■ Work instructions ■
Identify each line in the listing below that contains the word "silhouette", and copy those lines in full.

* begin *

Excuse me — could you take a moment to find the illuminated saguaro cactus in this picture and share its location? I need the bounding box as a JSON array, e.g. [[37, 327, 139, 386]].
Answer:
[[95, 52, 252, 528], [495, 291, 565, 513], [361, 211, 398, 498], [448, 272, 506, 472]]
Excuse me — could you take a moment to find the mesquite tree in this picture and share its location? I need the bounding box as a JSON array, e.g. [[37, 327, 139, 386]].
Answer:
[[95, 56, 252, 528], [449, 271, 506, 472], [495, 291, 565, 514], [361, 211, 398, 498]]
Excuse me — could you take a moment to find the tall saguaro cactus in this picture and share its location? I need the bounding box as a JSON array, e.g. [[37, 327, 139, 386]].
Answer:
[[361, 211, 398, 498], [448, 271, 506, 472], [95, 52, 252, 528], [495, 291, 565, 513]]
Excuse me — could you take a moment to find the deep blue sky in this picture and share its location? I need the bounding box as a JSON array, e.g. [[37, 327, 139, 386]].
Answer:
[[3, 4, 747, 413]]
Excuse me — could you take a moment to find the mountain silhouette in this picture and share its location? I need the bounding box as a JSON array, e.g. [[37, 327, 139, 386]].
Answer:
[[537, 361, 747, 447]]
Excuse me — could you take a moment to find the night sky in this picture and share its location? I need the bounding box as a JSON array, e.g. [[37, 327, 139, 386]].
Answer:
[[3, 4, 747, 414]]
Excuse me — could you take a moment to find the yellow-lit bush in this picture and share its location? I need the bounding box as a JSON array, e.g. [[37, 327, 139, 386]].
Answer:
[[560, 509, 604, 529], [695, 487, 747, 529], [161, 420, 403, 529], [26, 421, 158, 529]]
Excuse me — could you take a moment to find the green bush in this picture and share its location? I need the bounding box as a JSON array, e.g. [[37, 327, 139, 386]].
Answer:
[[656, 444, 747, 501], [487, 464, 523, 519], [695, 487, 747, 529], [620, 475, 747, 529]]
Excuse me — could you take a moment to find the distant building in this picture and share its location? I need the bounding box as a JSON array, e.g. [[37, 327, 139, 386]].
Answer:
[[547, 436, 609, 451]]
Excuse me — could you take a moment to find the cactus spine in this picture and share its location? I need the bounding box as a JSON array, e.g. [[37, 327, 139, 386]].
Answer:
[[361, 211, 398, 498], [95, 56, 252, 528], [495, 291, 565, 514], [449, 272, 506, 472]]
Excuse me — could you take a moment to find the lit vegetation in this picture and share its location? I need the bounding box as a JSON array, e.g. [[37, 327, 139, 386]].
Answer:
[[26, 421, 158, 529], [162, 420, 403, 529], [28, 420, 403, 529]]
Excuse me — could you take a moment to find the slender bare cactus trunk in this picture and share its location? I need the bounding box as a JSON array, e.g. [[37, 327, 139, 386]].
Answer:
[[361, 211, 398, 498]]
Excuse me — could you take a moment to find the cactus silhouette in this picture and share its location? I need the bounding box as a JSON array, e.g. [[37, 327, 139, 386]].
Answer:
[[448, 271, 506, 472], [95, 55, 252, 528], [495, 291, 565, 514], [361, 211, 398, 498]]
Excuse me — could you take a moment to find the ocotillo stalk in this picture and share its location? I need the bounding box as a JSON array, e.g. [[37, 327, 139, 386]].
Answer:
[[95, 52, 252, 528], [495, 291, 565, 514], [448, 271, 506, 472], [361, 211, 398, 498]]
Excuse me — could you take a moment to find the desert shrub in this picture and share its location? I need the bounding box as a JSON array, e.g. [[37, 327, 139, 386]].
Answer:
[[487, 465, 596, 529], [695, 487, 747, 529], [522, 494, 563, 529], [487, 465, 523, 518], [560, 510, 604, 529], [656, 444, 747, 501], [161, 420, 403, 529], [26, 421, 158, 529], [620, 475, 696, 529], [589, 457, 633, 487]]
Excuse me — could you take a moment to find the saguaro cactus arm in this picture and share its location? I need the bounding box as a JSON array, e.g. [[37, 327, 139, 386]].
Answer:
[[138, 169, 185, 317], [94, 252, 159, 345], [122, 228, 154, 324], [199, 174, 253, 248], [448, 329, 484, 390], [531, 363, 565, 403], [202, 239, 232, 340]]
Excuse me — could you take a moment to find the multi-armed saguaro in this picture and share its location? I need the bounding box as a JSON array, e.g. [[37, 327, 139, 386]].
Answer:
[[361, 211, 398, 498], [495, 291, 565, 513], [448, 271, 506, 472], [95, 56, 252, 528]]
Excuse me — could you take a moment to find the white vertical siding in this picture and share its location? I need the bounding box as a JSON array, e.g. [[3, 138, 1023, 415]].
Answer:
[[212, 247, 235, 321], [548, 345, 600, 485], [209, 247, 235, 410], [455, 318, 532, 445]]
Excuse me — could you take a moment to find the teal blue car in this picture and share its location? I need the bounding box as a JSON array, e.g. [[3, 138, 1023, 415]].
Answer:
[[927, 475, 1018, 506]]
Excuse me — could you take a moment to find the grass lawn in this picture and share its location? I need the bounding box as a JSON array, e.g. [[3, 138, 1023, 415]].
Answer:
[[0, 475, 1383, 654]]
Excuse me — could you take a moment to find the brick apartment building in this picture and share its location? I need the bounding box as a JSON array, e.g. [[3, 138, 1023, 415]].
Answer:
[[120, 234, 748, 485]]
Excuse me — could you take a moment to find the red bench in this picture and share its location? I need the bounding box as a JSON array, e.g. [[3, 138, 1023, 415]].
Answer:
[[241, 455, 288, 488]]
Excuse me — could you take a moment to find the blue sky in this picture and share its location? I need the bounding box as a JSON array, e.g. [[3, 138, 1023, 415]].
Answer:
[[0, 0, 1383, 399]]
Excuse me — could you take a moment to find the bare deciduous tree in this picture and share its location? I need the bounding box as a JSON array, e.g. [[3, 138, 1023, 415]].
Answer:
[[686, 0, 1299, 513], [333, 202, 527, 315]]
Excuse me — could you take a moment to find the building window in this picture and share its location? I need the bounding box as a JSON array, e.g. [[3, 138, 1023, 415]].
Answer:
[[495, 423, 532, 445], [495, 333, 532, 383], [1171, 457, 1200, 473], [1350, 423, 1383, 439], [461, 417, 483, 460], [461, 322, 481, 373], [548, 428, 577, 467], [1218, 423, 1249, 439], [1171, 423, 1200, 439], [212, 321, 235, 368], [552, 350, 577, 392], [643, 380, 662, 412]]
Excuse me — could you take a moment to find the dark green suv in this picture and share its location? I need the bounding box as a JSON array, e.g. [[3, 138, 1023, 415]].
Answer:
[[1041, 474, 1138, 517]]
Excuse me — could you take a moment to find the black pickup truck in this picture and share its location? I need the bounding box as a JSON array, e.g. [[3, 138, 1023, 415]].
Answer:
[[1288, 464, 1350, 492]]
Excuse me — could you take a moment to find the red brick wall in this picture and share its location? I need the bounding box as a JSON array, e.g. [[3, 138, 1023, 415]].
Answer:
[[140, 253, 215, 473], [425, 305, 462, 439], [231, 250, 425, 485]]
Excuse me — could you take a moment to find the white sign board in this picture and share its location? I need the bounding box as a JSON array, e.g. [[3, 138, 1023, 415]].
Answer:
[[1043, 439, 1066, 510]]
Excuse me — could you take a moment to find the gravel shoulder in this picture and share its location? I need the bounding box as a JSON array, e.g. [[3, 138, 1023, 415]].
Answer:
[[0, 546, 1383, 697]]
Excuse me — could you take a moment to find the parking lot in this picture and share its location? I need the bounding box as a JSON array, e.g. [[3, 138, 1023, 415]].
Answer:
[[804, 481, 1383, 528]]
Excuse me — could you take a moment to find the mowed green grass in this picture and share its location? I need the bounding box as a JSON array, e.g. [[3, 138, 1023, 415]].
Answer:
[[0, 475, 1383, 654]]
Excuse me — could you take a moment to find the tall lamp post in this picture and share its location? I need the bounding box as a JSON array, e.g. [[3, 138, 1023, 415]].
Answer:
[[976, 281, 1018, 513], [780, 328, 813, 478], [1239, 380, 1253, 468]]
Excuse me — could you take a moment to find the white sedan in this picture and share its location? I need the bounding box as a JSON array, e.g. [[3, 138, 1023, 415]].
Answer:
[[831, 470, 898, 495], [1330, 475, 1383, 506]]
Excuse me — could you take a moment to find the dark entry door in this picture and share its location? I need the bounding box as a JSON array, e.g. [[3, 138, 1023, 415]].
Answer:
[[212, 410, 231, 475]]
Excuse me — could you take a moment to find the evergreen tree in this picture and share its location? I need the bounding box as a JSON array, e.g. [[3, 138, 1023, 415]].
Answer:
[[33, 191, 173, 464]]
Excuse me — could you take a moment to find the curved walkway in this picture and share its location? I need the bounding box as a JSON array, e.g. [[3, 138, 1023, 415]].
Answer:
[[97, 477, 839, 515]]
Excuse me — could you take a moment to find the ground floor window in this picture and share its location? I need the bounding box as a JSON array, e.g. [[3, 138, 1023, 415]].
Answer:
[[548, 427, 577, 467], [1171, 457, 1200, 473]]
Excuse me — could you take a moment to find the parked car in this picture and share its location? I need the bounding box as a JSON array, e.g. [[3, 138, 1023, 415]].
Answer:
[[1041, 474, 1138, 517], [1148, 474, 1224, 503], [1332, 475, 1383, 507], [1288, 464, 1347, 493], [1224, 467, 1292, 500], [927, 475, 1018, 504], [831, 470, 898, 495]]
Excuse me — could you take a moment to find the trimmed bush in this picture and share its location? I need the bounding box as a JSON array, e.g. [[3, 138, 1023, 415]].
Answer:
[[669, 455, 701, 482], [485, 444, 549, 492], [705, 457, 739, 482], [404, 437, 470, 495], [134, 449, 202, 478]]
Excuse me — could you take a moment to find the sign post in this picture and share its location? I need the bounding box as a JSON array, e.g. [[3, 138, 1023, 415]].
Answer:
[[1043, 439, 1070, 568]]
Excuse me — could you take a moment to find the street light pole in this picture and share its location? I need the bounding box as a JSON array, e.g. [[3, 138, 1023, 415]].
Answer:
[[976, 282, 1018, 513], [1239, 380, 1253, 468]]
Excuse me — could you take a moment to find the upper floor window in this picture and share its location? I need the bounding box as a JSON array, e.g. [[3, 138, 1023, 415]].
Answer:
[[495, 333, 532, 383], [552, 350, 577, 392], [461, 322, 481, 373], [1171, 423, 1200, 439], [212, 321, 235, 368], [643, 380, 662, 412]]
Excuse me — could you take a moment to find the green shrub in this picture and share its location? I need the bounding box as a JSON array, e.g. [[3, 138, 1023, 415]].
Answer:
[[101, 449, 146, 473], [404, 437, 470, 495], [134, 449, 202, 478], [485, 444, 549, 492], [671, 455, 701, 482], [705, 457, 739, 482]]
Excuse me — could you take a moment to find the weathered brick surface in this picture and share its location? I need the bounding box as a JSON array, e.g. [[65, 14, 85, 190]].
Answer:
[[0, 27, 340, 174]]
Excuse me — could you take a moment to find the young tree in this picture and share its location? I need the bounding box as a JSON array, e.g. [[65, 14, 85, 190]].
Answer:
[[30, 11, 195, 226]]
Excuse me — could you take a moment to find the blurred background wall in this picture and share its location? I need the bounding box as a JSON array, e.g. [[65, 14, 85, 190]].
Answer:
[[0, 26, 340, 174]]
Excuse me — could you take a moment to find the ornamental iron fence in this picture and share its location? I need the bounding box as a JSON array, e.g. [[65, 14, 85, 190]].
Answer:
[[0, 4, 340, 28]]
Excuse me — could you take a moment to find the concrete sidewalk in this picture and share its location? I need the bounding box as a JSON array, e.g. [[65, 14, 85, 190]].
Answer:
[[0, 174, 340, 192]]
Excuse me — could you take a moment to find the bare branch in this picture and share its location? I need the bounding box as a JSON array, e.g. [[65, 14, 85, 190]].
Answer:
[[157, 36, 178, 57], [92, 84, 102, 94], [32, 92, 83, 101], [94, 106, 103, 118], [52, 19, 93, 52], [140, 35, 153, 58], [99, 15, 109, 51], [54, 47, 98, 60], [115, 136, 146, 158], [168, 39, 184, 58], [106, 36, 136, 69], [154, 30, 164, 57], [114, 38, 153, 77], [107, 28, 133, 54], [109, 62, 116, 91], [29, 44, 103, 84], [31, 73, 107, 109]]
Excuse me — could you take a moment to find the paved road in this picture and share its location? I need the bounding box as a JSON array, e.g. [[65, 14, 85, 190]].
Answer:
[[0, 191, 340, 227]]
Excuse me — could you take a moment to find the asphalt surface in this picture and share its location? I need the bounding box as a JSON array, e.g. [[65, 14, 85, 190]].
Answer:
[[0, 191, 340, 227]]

* end *

■ Exercise output ■
Excuse me — could you take a moment to find the mountain silhouette in this picture and share its location? I need the bounding box as a JSON array, e.g. [[37, 327, 139, 386]].
Excuse me — could you take a moment to find the cactus silhouette in this picture and share its location? I need the bounding box as a JSON array, e.g. [[37, 327, 139, 386]].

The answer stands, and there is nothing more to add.